- _Request 1_: Rewrite the pump forum thread from the words "If I'm not mistaken, rwatson" through "already in there.", swapping "tank" for "reservoir" everywhere it occurs in that stretch.

- _Passage given_:

If you sized a low pressure, high volume centrifical pump for just the head difference, I would expect you got a rude awakening if you paid no attention to the piping layout or inlets and discharges.

Get a copy of Crane TP-410,The Piping Handbook, or any basic piping flow text.

[Polarity]

Other constraints drove the pump specification and now I am looking for the best performance possible from what we have (it is already adequate, I want better!), ditto the scoops.

I am familiar with the issue of valves and bends adding additional back pressure - (we use Valterra type slide valves in all the pipes) , though your revelation of 6ft for a 90deg bend means I will be changing the one 90 we have to a smooth radius!

My question relates specifically to the head loss of an exit pipe into air (top fill) V's the head loss in an identical pipe into a (say) half full tank of water - bottom fill

Thanks

Paul

[marshmat]

Quote:

Selection of a poor inlet and outlet geometry and valving can result in easily doubling or trippling the head losses....

Quote:

I am familiar with the issue of valves and bends adding additional back pressure....

If I'm not mistaken, rwatson and jehardiman have pointed out a very significant factor that will affect your results.
The commentary I posted earlier is valid for the case where you have negligible losses in the pipe and in the outlet to the tank. (I was under the impression you were going to start with the theoretical, lossless scenario and work from there.) Is this the case in your boat? Are you sure?
In practical applications, there are losses to consider. Not only the pipe and fittings are at fault, but there can still be resistance to the flow after it enters the tank, due to whatever medium is already in there.
When you fill from the top, your water is exiting the pipe into... air. At ~600 times less dense than water, this presents little resistance, thus the flow loses very little momentum as it exits the nozzle. (Ever notice how jetboats almost always have the pump nozzle above the operating waterline?)
When you fill from the bottom, the static head you have to contend with is much less than when you fill from the top. At least, it is at first. Once you are discharging into water, though- and with a free surface, no less- things get unpredictable. If the velocity of the outflow is high, thus a fair bit of momentum and a fair bit of kinetic energy tied up in the moving water, the back pressure on the outflow stream can (note I say can, not will) increase significantly. I doubt your tanks are designed to maintain clean, laminar flow within the tank? Because there's no way in hell that they can. So you get turbulence, lots of it, and you get an outlet stream that is decelerated very rapidly upon exiting the nozzle. My understanding is that this translates to a higher pressure in the nozzle and its supply line, thus a higher pressure at the pump outlet- possibly as high, or higher than, the pressure on the pump outlet in the top-filling case where there is no additional resistance after the flow exits the nozzle.

[jeff spinney]

so if all piping is the same in both methods of filling the tank except the extra length of vertical in the top filling method,the friction of forcing water into water by the bottom filling method will or won't be greater than the always higher head of the top filling?maybe if you shoot the water in from a side you could create a vortex that should get rid of some turbulance.
i'm just trying to keep up with you guys for fun,but i'm learning few things here that might come in handy,we use live wells that we have to drain and fill to put away crates of fish.Let me know if i'm buggin you too much.

- _Request 2_: Pull out each line of the records that contains the string "Target", and copy those lines unchanged.

- _Supplied material_:
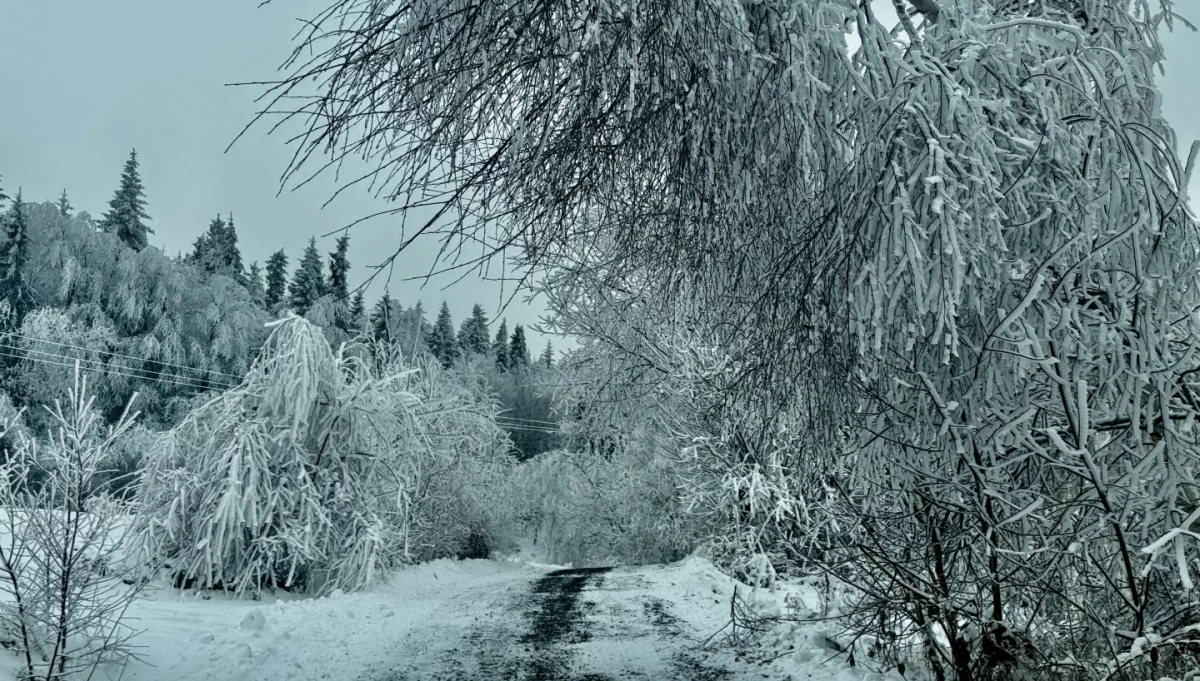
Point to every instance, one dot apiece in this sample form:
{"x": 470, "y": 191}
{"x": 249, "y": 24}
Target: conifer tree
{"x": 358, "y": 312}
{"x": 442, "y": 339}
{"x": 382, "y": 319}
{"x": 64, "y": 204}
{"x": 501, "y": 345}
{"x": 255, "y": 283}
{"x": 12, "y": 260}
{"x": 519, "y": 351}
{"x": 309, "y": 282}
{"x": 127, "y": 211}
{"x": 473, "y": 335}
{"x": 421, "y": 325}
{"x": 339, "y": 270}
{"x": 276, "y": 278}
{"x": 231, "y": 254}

--

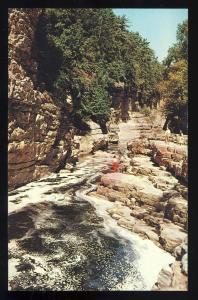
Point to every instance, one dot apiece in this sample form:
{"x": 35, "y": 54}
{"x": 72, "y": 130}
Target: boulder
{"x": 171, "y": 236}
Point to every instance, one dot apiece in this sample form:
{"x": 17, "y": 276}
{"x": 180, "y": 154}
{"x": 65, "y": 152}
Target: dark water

- _Correct answer 1_:
If I'm not mistaken, rwatson and jehardiman have pointed out a very significant factor that will affect your results.
The commentary I posted earlier is valid for the case where you have negligible losses in the pipe and in the outlet to the reservoir. (I was under the impression you were going to start with the theoretical, lossless scenario and work from there.) Is this the case in your boat? Are you sure?
In practical applications, there are losses to consider. Not only the pipe and fittings are at fault, but there can still be resistance to the flow after it enters the reservoir, due to whatever medium is already in there.

- _Correct answer 2_:
Target: conifer tree
Target: boulder
Target: dark water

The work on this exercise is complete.